Selected excerpt:
-=-=-

I'm not really convinced they need more sensors. The existing backup camera is a very high quality fisheye - likely very similar to the front fisheye that's in the triple camera packaging. Unfortunately, in the legacy and early AP Model S that camera links by LVDS straight into the center console, for screen display only.

The only change you'd really need for either blind spot warning or autonomous lane changing IMHO is to get an EyeQ3 type chip doing object recognition against the feed from that camera.

At this point, I have no reason to believe that newer cars (X, refreshed S) are any different from the older ones we know about above - but this is something Tesla could change at any time without there being much (any?) visible sign that they changed it unless you take the center console apart.
 
I was playing with the rear view camera (an app on the S) yesterday. Although it is very distracting due to the constant movement on the center screen, the rear view camera does show anything in either blind spot. Just thought I would throw that out there....

If there was a setting to invoke the rear camera view when using direction lights that would be a pretty slick option to have.... ??
 
I was playing with the rear view camera (an app on the S) yesterday. Although it is very distracting due to the constant movement on the center screen, the rear view camera does show anything in either blind spot. Just thought I would throw that out there....

If there was a setting to invoke the rear camera view when using direction lights that would be a pretty slick option to have.... ??

-=-=-

Location labeling records:
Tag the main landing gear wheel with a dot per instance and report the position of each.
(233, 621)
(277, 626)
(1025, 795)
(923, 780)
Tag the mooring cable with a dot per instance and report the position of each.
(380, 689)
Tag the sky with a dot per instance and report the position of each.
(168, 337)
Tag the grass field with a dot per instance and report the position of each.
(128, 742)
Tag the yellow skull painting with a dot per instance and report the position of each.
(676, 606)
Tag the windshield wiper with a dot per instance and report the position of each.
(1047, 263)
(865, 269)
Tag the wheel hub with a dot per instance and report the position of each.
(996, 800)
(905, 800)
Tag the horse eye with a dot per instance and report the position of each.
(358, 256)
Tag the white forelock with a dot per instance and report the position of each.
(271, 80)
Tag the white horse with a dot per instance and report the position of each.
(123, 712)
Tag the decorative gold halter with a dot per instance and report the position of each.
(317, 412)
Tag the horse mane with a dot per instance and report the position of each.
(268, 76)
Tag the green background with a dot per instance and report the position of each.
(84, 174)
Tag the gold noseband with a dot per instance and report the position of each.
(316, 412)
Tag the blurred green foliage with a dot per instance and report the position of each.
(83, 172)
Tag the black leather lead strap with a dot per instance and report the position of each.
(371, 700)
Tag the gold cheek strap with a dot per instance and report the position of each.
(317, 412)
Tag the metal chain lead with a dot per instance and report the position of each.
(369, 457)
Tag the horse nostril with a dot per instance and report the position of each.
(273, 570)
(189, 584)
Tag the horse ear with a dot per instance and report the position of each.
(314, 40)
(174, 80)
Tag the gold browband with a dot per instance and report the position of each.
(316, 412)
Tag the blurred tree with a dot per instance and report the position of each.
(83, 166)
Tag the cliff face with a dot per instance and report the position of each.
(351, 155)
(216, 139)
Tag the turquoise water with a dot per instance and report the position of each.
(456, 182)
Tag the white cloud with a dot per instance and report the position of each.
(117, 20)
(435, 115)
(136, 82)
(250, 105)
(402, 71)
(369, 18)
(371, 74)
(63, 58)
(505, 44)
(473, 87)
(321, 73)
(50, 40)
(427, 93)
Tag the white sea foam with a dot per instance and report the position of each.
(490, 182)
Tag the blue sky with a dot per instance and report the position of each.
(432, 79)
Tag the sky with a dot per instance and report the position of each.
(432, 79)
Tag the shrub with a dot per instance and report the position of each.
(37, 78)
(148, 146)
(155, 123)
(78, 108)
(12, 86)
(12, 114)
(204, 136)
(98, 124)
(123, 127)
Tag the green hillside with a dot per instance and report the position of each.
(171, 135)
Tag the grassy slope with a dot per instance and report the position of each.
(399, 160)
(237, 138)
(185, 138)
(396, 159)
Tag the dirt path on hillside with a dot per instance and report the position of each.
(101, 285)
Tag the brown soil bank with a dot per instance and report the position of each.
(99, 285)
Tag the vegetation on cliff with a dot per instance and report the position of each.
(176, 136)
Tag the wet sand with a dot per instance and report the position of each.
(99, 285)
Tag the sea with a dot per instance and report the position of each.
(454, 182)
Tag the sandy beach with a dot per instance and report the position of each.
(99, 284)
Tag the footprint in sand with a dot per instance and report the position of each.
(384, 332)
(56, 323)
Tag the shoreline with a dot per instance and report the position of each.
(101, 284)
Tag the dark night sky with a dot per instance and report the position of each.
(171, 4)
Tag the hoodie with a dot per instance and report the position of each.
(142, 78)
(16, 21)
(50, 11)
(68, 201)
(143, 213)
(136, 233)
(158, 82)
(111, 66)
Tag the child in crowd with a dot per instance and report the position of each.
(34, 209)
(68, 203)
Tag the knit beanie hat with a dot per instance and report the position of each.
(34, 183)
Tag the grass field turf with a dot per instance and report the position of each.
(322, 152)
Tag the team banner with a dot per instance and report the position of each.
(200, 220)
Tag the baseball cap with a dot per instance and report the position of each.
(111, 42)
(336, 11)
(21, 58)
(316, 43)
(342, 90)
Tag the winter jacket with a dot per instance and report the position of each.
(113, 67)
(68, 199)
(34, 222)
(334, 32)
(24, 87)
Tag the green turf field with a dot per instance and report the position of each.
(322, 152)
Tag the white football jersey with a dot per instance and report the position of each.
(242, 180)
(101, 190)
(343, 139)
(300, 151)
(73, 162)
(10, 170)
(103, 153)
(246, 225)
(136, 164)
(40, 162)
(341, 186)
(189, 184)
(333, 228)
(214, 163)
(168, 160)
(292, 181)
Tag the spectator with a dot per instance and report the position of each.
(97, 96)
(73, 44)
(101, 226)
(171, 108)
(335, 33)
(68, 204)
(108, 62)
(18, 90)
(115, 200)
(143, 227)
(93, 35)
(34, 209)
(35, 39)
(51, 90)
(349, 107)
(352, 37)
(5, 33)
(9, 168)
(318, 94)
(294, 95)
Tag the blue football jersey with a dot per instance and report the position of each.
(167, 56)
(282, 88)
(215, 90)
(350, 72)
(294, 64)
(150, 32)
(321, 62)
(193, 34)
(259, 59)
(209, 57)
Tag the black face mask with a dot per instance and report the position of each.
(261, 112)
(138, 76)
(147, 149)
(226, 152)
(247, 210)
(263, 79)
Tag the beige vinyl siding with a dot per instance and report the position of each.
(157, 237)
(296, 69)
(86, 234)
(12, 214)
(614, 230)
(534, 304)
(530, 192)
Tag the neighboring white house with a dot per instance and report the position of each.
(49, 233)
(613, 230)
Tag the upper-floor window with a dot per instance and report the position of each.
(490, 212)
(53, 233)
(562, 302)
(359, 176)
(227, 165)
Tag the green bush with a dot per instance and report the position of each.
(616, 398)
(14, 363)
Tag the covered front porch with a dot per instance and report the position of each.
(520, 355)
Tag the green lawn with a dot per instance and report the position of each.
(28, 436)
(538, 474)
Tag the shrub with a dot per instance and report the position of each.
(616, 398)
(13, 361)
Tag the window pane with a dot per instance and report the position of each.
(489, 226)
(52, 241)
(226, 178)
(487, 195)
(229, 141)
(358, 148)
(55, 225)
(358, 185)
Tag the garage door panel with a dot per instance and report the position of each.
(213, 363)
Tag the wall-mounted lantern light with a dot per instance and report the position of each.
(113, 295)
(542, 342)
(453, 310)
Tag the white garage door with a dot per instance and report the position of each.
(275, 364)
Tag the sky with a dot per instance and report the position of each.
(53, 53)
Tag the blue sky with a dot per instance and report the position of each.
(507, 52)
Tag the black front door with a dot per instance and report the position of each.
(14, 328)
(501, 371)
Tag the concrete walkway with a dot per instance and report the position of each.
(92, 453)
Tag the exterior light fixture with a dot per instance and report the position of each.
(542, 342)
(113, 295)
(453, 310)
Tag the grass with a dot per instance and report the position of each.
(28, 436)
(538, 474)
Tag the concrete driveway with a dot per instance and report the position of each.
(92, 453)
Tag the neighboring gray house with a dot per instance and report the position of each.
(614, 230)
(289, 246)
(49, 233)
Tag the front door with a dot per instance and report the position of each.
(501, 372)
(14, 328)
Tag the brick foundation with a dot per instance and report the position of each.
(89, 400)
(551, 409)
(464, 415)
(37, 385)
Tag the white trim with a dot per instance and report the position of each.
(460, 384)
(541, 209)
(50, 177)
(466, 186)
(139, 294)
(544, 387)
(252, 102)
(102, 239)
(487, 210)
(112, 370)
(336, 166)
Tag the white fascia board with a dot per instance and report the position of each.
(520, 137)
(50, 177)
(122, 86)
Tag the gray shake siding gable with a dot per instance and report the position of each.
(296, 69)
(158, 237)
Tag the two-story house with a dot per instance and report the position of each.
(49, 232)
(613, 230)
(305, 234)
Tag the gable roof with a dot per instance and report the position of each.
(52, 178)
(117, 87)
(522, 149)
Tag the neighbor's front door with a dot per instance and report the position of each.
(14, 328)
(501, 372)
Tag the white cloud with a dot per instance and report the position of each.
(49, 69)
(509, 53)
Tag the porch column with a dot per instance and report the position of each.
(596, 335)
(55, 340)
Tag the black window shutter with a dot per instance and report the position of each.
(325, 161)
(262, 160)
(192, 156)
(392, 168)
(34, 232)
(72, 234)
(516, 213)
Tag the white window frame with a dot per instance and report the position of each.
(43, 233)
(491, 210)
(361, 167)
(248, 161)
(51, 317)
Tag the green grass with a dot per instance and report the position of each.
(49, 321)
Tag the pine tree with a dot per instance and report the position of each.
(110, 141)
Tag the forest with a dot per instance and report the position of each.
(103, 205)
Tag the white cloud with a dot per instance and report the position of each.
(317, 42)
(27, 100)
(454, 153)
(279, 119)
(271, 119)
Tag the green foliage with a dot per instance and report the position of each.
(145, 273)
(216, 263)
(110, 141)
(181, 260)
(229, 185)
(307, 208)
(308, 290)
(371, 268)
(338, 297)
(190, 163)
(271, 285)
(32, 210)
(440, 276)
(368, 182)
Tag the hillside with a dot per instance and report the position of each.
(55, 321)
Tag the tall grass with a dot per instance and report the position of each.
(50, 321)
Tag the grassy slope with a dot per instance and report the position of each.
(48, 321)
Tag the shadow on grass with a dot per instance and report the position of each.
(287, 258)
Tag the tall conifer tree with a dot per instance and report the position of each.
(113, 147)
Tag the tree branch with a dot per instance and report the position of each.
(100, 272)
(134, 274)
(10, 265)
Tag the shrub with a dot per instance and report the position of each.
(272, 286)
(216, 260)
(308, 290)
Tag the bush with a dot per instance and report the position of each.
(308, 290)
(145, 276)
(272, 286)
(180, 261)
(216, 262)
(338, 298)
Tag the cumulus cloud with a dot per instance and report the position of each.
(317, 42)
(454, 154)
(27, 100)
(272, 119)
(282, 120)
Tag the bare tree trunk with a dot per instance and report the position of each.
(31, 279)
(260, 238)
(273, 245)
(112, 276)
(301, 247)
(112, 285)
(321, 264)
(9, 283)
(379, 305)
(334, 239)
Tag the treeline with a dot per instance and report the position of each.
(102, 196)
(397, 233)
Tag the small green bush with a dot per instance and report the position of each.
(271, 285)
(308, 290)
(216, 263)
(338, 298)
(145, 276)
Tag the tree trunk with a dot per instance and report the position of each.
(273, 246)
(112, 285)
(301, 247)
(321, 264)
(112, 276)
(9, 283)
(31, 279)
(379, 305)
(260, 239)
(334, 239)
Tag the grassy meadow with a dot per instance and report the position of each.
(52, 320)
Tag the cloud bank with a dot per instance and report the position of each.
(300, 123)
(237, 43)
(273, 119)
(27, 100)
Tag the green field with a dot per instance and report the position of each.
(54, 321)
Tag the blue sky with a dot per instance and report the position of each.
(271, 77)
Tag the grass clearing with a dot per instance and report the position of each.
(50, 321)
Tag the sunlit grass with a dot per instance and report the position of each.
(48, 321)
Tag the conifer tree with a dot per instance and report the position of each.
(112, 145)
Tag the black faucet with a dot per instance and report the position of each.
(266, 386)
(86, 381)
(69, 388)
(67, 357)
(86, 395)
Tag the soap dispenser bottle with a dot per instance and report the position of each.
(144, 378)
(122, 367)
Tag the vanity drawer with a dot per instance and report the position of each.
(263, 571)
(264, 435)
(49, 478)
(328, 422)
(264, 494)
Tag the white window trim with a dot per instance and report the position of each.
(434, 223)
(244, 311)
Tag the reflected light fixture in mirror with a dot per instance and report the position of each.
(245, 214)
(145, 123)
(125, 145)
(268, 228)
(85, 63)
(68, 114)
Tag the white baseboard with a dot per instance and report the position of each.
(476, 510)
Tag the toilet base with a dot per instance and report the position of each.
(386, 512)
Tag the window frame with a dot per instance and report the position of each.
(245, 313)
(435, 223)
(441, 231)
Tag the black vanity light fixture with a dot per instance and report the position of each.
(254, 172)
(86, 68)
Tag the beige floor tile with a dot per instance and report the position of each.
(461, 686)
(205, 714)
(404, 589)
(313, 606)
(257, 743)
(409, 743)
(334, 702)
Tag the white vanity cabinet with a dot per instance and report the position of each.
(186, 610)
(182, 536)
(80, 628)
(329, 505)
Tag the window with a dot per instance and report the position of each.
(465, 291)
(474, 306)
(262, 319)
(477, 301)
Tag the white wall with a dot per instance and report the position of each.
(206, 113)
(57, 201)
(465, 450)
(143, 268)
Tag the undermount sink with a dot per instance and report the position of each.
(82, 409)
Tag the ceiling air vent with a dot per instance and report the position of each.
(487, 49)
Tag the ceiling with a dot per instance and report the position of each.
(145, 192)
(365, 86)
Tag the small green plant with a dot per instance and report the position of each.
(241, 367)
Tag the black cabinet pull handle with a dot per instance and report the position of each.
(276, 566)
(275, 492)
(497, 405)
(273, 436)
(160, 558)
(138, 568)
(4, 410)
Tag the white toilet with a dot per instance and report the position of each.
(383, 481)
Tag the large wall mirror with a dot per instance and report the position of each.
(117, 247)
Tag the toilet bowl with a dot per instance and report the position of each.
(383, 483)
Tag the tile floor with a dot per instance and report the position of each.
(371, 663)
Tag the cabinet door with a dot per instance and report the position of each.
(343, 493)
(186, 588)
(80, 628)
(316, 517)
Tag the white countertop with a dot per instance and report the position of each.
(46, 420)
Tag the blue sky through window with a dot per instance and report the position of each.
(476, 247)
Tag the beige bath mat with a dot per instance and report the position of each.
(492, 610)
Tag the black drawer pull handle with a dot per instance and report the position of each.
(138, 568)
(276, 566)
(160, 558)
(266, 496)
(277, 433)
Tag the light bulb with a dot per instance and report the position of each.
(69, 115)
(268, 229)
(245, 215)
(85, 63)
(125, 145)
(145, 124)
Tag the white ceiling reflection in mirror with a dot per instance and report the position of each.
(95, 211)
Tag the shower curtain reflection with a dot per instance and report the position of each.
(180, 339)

-=-=-

Set exercise 1:
Answer these about the backup camera text:
(a) In the legacy and early AP Model S, where does the backup camera link by LVDS?
(b) What type of chip would need to do object recognition against that camera's feed?
(c) Unless you do what, would there be little visible sign that Tesla changed the newer cars?
Set exercise 2:
Reproduce the backup camera text word for word, starting at "I'm not really" and ending at "center console apart.".
The rows have no role in any of this.

Right answer 1:
(a) Straight into the center console, for screen display only.
(b) An EyeQ3 type chip.
(c) Take the center console apart.

Right answer 2:
I'm not really convinced they need more sensors. The existing backup camera is a very high quality fisheye - likely very similar to the front fisheye that's in the triple camera packaging. Unfortunately, in the legacy and early AP Model S that camera links by LVDS straight into the center console, for screen display only.

The only change you'd really need for either blind spot warning or autonomous lane changing IMHO is to get an EyeQ3 type chip doing object recognition against the feed from that camera.

At this point, I have no reason to believe that newer cars (X, refreshed S) are any different from the older ones we know about above - but this is something Tesla could change at any time without there being much (any?) visible sign that they changed it unless you take the center console apart.